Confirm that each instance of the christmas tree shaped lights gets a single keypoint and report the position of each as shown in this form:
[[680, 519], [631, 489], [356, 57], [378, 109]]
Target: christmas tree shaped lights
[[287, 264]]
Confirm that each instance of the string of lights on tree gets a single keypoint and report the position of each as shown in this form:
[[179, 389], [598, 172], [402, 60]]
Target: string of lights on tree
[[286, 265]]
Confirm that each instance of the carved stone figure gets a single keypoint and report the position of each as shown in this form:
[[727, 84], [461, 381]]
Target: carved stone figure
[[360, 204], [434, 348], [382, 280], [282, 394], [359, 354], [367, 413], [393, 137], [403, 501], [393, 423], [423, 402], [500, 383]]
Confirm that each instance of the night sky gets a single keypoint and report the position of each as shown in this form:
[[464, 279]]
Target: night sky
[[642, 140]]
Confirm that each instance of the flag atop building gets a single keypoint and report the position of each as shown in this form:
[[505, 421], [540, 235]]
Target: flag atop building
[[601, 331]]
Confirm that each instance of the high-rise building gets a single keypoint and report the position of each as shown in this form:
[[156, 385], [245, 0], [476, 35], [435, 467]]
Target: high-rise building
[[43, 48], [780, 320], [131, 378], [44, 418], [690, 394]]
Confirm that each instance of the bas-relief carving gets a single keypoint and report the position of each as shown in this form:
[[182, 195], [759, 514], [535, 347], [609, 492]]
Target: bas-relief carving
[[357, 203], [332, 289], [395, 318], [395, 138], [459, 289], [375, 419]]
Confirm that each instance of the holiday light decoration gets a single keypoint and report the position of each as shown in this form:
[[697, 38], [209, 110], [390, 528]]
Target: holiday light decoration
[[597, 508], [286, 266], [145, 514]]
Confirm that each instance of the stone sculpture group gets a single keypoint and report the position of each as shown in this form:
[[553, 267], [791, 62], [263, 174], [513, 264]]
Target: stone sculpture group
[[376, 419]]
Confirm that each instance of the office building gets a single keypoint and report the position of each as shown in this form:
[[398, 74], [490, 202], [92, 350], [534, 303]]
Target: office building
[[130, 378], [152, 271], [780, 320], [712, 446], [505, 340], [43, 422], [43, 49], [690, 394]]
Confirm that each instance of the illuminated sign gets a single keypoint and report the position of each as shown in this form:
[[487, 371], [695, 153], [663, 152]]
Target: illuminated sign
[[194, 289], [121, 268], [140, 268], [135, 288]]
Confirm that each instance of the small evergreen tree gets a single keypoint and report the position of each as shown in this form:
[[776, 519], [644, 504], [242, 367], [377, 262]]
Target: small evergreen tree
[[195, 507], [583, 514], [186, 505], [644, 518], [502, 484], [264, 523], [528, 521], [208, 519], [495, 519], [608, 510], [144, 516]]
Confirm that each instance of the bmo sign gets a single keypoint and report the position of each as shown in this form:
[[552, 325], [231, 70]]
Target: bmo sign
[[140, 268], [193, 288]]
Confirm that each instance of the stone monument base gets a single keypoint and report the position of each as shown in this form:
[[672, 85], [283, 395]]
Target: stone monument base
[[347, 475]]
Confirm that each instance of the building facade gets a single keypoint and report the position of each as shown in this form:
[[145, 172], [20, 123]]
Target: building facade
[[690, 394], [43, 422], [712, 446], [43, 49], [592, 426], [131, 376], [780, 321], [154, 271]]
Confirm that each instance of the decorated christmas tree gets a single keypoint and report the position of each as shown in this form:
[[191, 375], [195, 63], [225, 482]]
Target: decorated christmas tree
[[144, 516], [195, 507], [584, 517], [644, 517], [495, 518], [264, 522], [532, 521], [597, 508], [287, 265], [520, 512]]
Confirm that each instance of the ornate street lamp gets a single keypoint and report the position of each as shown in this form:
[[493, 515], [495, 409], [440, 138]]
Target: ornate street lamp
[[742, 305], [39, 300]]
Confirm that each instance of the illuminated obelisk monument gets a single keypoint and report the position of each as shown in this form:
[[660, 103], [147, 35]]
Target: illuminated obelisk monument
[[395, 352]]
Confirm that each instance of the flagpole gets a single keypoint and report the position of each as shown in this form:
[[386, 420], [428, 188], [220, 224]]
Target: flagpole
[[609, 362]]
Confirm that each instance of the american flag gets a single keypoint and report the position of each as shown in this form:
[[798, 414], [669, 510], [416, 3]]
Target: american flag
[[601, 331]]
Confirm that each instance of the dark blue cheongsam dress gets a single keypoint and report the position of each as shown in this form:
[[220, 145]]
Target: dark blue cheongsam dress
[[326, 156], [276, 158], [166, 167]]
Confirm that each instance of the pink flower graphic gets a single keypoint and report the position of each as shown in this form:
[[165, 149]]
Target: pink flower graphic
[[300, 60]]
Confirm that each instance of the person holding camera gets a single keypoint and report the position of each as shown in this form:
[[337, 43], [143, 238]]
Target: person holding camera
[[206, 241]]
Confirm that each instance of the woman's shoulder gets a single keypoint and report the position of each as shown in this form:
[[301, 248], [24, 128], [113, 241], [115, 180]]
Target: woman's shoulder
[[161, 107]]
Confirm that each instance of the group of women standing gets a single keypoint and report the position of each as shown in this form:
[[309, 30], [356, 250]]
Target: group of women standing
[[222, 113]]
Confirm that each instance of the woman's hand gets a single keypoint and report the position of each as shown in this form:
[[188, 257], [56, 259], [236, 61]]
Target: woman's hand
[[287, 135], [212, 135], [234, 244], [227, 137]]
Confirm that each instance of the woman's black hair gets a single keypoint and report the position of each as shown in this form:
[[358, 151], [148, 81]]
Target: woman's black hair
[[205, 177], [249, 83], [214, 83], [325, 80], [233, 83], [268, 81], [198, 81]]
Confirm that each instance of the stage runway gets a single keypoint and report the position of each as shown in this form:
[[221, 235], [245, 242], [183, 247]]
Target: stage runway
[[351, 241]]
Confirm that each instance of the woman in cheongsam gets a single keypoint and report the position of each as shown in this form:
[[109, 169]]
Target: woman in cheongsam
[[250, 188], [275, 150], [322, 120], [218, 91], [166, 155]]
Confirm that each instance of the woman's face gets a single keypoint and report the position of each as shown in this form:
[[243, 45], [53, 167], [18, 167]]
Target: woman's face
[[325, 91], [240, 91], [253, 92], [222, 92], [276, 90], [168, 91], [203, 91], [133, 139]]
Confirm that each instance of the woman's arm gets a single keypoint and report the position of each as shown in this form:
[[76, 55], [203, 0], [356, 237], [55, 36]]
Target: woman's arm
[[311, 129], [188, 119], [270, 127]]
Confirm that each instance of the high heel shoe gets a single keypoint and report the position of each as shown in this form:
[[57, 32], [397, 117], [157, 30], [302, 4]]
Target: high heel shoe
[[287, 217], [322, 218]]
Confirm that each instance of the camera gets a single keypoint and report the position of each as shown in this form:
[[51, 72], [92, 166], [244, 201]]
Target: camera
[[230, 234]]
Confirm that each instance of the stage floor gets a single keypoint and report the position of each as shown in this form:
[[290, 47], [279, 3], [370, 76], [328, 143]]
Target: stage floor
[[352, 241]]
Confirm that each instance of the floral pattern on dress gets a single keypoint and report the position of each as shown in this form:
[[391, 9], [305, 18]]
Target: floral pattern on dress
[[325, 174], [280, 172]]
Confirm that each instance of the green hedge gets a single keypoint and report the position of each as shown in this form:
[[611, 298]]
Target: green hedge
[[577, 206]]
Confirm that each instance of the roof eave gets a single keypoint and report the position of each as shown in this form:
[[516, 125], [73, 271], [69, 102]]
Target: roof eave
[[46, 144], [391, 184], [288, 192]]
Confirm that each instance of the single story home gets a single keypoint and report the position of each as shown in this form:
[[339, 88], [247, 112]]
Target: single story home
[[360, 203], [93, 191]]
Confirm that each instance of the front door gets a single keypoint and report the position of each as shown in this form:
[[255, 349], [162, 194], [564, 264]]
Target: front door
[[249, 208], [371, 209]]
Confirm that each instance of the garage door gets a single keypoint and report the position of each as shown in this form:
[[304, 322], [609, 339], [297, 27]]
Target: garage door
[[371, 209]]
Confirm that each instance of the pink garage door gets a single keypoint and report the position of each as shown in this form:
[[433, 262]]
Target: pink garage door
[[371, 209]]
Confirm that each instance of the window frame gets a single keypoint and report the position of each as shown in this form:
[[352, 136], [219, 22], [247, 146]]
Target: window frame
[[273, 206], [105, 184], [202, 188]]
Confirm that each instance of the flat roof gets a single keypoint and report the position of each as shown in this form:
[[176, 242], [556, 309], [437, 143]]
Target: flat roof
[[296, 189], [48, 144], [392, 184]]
# # #
» SET EXERCISE: Reproduce the data above verbatim, starting at the line that contains "Confirm that each instance of the dark" and ending at the line that contains "[[326, 156], [276, 158], [166, 167]]", with both of those lines included.

» RESULT FOR THIS EXERCISE:
Confirm that each instance of the dark blue cheongsam dress gets a single keypoint and report the position of each as shown in this form:
[[220, 145]]
Target: dark blue cheongsam dress
[[326, 156], [276, 158], [166, 167]]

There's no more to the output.